> [Description of the task]: Report how many lines of the records below contain the word "tongue", giving only the number.

[Excerpts from point annotation records]
***

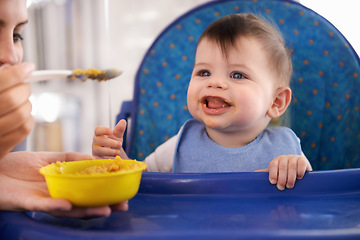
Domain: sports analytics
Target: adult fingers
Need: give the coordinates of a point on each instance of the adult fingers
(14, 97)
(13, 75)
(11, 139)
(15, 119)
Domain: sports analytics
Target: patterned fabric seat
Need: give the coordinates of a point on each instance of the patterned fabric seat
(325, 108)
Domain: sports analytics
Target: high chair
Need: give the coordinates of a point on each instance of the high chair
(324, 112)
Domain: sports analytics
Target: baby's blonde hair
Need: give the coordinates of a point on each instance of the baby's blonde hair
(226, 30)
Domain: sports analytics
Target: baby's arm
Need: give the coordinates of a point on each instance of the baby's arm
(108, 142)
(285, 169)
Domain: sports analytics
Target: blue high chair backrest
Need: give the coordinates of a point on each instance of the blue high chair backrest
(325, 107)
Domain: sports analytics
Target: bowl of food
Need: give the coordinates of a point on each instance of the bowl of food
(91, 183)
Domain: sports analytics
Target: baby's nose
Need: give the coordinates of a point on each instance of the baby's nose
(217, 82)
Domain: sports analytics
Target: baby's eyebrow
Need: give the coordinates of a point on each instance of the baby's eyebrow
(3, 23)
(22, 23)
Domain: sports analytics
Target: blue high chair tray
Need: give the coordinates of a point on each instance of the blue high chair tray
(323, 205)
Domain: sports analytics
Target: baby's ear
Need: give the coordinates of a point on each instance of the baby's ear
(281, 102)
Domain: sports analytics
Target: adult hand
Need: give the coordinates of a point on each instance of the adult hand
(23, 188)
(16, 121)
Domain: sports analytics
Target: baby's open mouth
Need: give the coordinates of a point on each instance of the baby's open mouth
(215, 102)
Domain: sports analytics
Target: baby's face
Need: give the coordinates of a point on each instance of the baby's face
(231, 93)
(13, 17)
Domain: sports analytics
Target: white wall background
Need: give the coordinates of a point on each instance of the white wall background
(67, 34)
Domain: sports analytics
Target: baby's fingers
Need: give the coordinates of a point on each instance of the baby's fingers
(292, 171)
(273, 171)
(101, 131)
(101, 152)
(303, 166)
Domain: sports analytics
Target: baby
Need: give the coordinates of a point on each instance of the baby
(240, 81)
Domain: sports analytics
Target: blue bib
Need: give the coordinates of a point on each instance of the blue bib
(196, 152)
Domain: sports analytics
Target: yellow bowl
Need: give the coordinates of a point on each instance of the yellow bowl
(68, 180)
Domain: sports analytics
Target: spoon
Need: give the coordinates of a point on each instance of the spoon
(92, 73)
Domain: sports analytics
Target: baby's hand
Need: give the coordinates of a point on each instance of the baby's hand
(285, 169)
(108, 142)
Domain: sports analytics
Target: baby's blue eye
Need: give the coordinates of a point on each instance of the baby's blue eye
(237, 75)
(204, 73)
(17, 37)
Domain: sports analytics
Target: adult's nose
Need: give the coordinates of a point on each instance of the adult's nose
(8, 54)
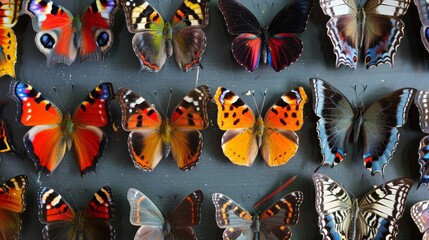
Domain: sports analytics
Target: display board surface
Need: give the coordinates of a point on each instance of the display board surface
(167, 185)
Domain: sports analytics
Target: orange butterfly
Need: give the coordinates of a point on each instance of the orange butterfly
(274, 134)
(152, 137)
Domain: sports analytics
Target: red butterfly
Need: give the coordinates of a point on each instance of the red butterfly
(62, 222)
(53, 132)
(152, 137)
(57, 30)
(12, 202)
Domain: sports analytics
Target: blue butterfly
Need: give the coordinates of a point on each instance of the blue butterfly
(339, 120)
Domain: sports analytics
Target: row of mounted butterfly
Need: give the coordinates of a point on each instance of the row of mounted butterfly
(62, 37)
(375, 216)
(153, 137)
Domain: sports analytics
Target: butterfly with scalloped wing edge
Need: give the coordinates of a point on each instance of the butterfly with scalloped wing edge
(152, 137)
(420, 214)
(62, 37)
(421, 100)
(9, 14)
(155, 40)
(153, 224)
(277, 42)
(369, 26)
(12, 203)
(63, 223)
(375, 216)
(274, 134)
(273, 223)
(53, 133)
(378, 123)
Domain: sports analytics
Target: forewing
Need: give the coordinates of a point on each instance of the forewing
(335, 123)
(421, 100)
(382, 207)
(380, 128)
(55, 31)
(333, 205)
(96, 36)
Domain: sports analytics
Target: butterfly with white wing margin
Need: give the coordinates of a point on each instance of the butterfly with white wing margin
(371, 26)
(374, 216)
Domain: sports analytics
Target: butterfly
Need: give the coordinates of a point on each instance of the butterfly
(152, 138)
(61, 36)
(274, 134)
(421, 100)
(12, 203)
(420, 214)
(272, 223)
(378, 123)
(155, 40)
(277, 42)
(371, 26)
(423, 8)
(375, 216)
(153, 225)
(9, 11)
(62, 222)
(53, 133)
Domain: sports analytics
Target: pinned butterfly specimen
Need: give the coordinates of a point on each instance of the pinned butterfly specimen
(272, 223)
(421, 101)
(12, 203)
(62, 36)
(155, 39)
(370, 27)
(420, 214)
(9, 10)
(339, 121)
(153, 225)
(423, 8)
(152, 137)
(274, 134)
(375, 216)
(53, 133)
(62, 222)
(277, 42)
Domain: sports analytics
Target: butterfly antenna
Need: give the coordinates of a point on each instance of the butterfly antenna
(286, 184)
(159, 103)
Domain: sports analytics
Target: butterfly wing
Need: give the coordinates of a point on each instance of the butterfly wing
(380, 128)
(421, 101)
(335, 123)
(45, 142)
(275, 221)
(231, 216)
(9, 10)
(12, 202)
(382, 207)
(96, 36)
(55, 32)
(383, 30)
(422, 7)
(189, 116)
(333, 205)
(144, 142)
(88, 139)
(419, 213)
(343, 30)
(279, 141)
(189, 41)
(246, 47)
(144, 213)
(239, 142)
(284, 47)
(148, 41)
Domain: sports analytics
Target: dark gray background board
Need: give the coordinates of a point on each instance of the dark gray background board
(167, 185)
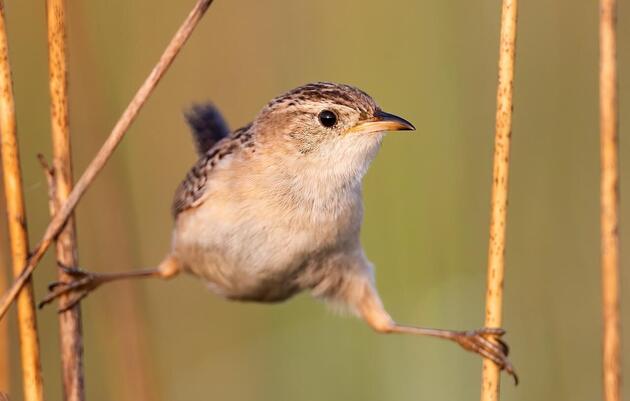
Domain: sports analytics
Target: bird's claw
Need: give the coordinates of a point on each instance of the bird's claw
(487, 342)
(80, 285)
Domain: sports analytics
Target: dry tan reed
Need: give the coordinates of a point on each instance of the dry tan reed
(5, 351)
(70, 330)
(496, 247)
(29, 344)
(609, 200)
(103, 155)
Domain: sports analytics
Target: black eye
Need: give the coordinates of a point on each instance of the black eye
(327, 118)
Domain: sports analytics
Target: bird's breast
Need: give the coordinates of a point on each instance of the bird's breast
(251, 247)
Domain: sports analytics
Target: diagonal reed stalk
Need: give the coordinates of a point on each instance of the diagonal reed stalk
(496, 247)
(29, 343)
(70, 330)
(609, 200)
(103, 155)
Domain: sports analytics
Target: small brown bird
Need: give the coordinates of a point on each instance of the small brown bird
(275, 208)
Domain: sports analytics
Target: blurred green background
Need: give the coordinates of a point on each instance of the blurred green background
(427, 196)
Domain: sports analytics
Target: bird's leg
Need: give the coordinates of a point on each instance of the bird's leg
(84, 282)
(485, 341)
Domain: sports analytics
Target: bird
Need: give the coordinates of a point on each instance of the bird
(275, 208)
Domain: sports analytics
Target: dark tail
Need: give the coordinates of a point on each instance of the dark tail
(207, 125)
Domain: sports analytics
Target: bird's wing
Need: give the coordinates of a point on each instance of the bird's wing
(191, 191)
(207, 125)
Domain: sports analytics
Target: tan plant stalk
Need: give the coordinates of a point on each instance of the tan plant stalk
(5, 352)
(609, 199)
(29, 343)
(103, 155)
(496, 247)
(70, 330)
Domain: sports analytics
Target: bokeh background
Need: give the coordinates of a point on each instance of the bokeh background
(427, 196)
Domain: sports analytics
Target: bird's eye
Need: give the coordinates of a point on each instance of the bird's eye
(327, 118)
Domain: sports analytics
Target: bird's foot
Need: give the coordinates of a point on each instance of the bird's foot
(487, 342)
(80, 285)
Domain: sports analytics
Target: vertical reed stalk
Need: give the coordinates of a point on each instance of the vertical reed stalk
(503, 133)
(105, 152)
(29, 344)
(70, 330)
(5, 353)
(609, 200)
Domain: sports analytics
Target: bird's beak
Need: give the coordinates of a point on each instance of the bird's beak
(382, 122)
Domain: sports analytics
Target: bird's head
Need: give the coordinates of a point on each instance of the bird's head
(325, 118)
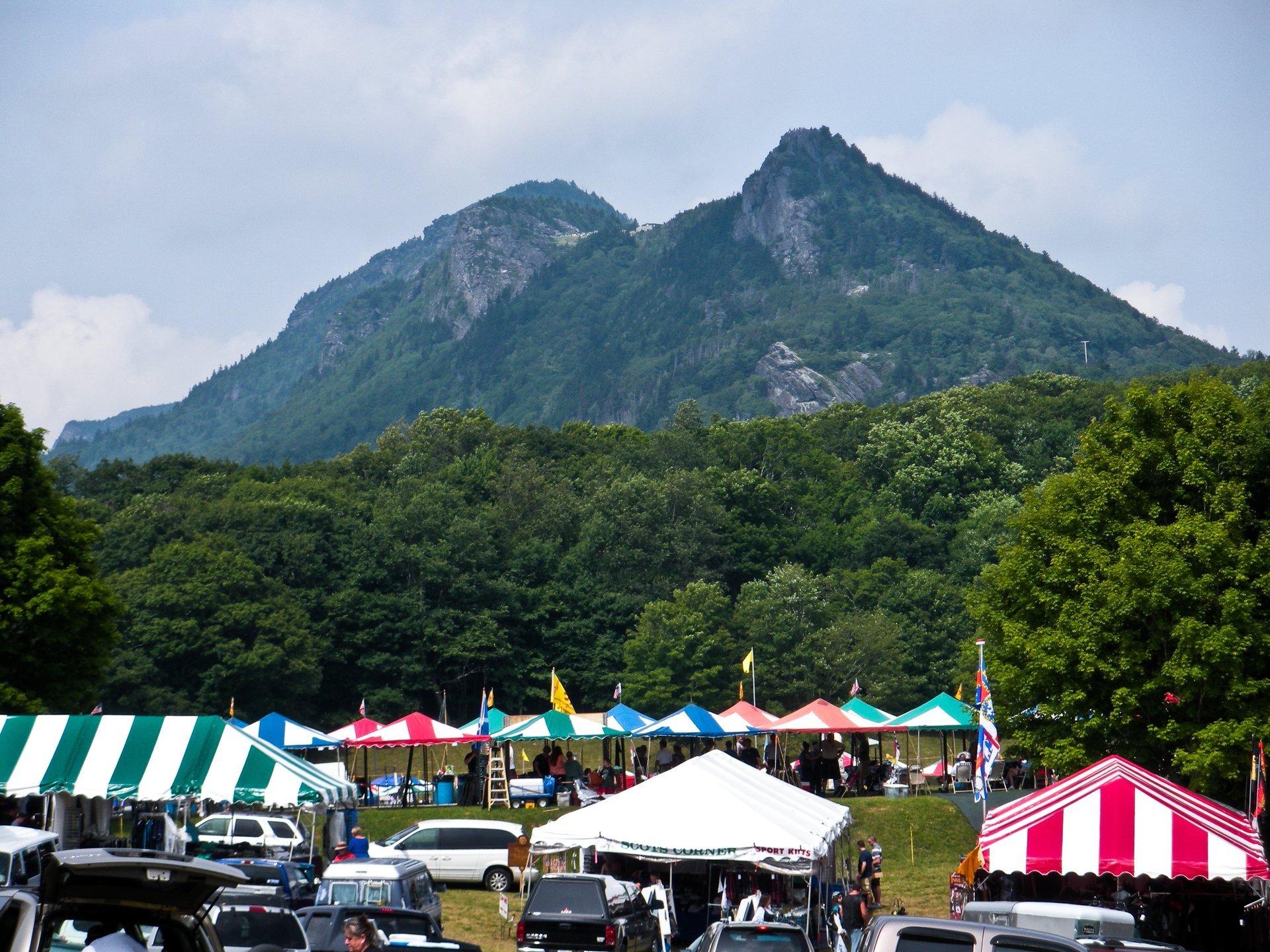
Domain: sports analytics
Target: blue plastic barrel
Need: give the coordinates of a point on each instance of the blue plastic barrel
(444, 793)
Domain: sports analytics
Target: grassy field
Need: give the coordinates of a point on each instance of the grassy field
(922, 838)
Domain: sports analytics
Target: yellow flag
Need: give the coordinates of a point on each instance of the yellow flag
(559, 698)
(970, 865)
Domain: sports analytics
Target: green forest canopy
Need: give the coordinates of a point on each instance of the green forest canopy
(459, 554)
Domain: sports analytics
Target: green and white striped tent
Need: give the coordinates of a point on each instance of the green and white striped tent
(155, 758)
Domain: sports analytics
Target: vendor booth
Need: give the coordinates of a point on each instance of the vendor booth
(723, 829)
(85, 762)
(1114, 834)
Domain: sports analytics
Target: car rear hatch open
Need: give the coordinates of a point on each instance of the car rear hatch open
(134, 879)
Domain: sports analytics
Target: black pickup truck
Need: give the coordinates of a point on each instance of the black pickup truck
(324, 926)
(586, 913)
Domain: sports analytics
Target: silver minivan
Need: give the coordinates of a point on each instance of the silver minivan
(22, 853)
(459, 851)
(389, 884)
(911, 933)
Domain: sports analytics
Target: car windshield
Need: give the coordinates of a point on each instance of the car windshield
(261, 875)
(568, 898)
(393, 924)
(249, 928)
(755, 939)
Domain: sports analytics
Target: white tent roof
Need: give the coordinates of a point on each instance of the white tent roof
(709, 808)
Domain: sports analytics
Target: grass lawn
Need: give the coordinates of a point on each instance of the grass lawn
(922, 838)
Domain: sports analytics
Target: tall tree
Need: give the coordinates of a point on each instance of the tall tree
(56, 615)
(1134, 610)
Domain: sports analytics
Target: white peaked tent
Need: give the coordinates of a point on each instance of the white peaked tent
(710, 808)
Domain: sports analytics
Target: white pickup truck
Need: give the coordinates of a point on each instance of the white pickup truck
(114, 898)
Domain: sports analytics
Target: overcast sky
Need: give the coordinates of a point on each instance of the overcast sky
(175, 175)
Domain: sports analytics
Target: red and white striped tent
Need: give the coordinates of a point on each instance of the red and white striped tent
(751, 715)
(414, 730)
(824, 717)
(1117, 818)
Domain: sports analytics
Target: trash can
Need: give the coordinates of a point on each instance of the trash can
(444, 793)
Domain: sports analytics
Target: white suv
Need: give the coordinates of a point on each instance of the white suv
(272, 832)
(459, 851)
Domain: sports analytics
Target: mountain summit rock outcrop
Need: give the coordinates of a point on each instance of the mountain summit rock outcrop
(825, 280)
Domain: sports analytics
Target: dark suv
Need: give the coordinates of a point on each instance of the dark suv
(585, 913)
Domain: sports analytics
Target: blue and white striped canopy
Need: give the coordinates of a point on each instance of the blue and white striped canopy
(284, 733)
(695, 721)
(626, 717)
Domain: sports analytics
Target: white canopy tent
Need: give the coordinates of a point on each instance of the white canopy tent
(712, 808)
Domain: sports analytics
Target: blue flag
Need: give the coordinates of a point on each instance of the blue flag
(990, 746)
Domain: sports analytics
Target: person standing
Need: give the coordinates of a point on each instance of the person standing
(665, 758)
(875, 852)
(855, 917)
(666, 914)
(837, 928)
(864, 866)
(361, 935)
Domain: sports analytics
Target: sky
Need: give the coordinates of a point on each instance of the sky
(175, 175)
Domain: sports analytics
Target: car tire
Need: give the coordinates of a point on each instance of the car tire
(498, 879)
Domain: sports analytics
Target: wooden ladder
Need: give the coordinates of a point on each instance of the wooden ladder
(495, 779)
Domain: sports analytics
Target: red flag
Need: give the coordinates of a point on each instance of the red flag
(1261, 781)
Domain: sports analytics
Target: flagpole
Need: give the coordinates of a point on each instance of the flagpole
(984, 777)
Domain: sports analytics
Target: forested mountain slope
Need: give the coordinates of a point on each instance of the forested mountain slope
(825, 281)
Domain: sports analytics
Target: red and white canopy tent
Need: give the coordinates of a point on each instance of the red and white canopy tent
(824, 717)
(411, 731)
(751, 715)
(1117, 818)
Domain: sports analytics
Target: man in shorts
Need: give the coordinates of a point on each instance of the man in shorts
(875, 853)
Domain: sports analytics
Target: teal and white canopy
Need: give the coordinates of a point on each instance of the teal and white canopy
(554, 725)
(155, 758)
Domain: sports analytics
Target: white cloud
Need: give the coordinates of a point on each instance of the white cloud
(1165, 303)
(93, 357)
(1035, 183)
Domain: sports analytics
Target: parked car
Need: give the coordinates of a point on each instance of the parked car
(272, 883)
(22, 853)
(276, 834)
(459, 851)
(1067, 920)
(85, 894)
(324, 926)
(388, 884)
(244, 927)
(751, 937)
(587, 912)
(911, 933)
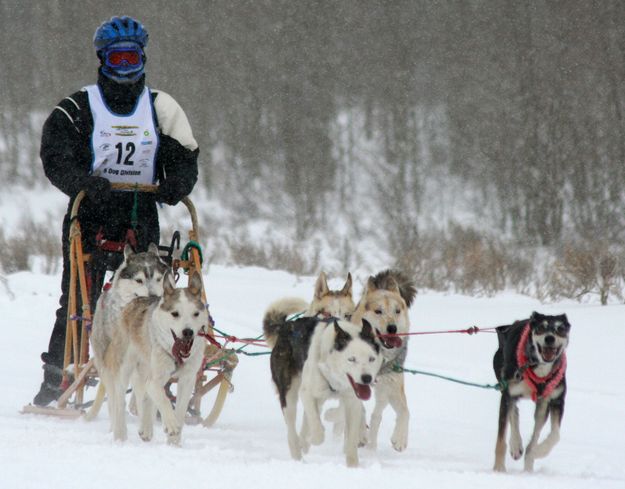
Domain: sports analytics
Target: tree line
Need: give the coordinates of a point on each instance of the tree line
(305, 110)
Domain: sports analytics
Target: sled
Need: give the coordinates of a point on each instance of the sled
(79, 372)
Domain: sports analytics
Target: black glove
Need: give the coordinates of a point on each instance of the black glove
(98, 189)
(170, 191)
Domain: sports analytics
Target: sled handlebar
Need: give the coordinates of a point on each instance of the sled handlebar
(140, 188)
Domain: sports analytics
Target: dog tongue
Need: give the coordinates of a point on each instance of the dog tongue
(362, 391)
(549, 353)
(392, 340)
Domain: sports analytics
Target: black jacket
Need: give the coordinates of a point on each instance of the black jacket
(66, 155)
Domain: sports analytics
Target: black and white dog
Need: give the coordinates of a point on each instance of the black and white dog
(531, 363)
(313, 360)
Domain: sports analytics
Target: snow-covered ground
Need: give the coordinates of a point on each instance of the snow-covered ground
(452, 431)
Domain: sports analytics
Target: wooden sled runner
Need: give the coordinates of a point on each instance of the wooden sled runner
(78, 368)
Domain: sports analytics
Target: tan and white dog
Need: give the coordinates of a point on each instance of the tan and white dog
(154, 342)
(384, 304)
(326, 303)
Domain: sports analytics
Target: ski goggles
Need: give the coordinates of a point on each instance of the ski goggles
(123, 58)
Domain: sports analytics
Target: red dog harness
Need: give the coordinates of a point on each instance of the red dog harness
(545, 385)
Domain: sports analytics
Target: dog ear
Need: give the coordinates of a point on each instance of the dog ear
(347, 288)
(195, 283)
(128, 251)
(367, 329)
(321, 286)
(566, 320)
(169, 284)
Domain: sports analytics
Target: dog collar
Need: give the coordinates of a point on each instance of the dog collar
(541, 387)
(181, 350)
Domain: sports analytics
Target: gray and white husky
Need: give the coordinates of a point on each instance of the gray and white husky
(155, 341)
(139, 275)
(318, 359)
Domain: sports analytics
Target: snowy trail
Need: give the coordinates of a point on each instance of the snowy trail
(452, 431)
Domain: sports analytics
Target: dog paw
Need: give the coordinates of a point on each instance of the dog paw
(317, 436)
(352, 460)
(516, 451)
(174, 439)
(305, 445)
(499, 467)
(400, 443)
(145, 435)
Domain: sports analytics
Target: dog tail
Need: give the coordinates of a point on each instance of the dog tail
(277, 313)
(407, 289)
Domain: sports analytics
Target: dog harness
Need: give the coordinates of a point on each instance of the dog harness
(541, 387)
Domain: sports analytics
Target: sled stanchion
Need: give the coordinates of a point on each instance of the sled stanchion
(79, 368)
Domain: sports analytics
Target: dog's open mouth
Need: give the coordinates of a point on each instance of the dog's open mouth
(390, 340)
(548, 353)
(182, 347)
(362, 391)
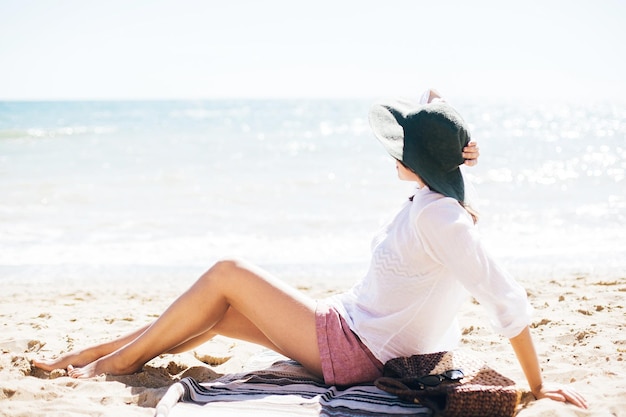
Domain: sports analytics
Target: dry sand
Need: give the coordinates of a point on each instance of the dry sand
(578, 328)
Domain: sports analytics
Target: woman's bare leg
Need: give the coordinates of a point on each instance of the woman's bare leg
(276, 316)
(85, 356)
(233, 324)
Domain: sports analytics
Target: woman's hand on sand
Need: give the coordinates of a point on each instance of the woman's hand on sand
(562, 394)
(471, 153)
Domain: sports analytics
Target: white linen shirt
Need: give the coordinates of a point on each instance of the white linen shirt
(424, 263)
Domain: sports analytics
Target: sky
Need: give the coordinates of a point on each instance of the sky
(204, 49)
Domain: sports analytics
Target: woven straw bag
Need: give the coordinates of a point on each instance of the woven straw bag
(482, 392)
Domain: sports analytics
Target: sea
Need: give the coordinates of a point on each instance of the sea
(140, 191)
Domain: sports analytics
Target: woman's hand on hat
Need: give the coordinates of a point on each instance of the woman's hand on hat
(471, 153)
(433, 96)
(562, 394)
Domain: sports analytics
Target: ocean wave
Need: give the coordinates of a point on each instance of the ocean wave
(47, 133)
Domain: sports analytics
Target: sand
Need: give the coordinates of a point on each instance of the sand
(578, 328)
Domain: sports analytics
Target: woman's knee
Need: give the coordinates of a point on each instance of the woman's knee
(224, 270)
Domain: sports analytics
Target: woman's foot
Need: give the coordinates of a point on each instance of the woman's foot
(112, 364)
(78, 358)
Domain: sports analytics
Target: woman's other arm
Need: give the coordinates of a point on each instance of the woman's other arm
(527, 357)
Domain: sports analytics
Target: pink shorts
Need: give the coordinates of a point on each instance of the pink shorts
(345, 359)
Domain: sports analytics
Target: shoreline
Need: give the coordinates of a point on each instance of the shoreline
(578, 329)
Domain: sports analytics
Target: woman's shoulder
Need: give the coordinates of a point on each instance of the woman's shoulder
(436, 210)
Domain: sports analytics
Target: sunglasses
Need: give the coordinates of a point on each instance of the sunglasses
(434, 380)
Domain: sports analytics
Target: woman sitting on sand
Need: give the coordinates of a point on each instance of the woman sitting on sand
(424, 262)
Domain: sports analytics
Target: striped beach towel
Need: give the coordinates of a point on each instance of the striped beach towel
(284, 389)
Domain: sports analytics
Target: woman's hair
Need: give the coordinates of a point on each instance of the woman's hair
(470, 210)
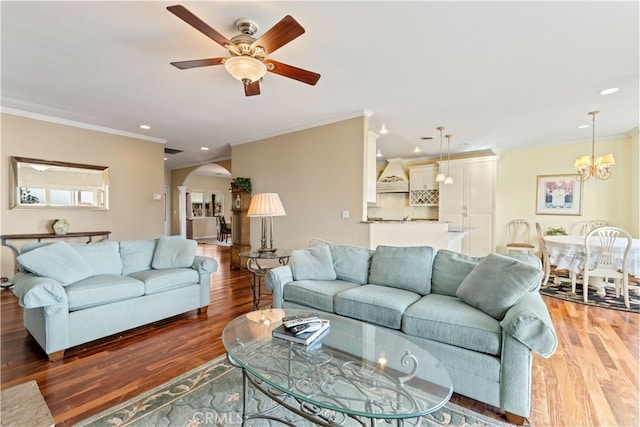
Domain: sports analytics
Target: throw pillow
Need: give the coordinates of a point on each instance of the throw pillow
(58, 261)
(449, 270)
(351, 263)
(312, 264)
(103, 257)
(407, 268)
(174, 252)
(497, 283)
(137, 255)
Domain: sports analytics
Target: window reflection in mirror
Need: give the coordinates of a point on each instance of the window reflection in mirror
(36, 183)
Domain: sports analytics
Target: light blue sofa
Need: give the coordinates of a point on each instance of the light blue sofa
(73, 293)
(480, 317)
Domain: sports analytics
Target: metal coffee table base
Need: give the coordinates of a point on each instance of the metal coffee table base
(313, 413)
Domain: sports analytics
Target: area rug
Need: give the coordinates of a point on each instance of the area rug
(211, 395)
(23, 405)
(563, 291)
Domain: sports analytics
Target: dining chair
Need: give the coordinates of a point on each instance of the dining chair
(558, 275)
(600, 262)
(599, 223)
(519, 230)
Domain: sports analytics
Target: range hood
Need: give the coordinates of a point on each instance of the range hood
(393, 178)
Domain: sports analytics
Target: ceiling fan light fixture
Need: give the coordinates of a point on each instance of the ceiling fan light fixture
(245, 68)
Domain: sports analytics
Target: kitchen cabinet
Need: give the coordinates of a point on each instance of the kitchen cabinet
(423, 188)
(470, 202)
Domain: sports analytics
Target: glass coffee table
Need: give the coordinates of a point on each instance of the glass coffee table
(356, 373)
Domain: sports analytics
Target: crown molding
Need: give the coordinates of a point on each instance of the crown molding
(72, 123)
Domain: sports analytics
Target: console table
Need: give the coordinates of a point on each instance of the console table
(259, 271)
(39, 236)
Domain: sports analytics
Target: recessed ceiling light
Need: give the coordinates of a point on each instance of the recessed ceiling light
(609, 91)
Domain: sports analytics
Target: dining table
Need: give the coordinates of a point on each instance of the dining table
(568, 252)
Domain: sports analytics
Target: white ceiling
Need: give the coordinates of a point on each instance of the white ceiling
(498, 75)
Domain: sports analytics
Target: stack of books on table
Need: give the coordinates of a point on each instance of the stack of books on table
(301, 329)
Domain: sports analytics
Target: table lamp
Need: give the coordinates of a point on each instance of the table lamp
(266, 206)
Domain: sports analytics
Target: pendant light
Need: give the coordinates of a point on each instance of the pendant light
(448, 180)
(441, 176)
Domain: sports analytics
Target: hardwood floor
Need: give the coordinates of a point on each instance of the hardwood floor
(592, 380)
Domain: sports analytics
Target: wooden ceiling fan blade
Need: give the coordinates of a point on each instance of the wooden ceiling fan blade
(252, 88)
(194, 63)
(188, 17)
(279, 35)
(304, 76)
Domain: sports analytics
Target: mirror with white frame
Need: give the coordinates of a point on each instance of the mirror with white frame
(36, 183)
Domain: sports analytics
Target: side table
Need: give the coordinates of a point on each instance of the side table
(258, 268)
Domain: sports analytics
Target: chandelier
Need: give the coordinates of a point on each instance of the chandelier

***

> [Final result]: 2